# TEXTO
Após o anúncio oficial, María Corina publicou na rede X que "os venezuelanos recebem com imensa emoção e renovada esperança este reconhecimento". "O maior tributo ao legado de Alfred Nobel será assegurar a transição à democracia, conquistar a nossa liberdade e, dessa forma, alcançar a paz. A Venezuela será livre!", prometeu. "Estamos no limiar da vitória e hoje, mais do que nunca, contamos com o presidente (Donald) Trump (...) Dedico este prêmio ao sofrido povo da Venezuela e ao presidente Trump por seu apoio decisivo à nossa causa."
Professor de relações internacionais da ESPM, Gunther Rudzit explicou ao Correio que o Nobel deste ano é um sinal de apoio dos países europeus a um movimento democrático. "Não podemos nos esquecer de que vivemos uma recessão democrática, um aumento do populismo e dos movimentos de extrema-direita, do qual Trump faz parte. Ante a possibilidade de a extrema-direita chegar ao poder na França, o Nobel para María Corina é um gesto de apoio à democracia", disse.
Regiane Bressan — professora de relações internacionais da Universidade Federal de São Paulo (Unifesp) — disse ver um impacto muito positivo do Nobel à oposição venezuelana. "Não significa que o regime de Maduro acabará, pois ele conta com a Rússia, e usará isso para se fortalecer. É fato que María Corina obteve recursos dos EUA para desempenhar uma atuação tão importante. Tanto que viajou por muitos países para angariar apoio", avaliou, por telefone. "Há uma polarização política muito gritante na Venezuela. Isso não significaria que ela esteja atuando pela paz."

# MATERIAL FORNECIDO
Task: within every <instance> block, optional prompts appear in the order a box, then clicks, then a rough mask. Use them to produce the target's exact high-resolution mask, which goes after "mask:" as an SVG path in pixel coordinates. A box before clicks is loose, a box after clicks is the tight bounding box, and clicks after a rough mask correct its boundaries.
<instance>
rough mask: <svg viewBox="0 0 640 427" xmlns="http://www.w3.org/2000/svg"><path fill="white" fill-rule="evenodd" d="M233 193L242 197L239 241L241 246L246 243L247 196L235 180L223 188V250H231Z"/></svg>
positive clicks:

---

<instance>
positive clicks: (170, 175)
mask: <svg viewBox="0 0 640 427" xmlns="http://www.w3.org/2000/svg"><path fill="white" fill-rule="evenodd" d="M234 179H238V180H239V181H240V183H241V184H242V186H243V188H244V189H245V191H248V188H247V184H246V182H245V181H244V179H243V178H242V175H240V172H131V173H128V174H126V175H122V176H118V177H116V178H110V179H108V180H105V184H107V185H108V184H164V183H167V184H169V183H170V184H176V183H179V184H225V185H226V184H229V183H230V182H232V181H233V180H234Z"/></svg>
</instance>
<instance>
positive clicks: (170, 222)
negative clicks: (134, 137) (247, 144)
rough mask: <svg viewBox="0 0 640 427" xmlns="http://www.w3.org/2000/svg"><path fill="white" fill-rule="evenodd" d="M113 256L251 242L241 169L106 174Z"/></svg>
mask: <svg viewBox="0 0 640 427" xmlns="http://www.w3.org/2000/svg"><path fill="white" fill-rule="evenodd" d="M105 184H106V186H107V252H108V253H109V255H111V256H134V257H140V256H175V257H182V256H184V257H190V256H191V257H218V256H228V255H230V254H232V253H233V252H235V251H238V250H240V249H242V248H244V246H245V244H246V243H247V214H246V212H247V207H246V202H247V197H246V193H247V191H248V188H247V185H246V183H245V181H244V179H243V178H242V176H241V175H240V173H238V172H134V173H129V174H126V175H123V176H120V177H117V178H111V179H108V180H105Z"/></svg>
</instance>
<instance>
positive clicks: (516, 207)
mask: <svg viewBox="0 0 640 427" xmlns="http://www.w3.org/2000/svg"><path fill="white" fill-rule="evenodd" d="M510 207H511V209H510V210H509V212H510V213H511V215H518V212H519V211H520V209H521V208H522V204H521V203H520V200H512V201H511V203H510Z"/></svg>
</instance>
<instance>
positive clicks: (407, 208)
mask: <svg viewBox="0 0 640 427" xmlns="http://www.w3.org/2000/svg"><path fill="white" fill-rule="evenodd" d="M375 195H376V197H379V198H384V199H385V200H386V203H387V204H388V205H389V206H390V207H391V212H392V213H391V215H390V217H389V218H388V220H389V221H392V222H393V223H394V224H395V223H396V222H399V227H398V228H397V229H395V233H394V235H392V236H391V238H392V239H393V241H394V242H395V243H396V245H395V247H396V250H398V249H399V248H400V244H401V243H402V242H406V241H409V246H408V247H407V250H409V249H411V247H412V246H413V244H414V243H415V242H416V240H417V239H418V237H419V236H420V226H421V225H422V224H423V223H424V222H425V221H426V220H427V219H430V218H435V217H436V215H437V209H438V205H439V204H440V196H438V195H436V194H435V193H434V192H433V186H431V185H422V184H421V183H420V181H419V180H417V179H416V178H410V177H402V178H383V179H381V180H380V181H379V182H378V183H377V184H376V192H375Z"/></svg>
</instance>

---

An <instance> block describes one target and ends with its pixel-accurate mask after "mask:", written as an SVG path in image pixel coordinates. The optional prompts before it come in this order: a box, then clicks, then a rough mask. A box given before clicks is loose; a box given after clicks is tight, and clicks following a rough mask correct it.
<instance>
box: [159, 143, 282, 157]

# TAREFAS DO EXERCÍCIO
- 1) Liste todos os países mencionados pelo nome no texto sobre o Nobel de María Corina.
- 2) Dê prosseguimento ao texto sobre o Nobel de María Corina a partir da última frase apresentada.

# RESPOSTAS POR TAREFA
- 1) Venezuela, França, Rússia, EUA

- 2)
Ressalvas
Bressan lembrou que, durante o governo de Hugo Chávez, a Venezuela superou a pobreza e a desigualdade mais do que os países da região. "Quando Chávez faleceu e Maduro assumiu, houve ruptura democrática, e a Venezuela entrou em um momento mais delicado. A pressão sobre Maduro aumentou, mas o Nobel não é suficiente para mudar muita coisa." Ela analisa o Nobel para María Corina "com muito cuidado". "Nos últimos anos, o Nobel foi dado a opositores. Isso faz com que ele acabe sendo carregado de valores ocidentais e liberais, que não necessariamente revelam a paz e a justiça no mundo."
Para Jose Vicente Carrasquero Aumaitre, professor de ciência política da Universidad Simón Bolívar (em Caracas), a outorga do Nobel a María Corina expõe o "caráter ilegítimo do regime de Maduro". "É um grande respaldo ao povo venezuelano, na pessoa de María Corina, que liderou todo esse processo de ganhar o poder por meio da via eleitoral", afirmou ao Correio. "Nosso país está sofrendo desgraças, cuja soberania foi sequestrada por um regime de terror que aprisiona, assassina e desaparece com pessoas."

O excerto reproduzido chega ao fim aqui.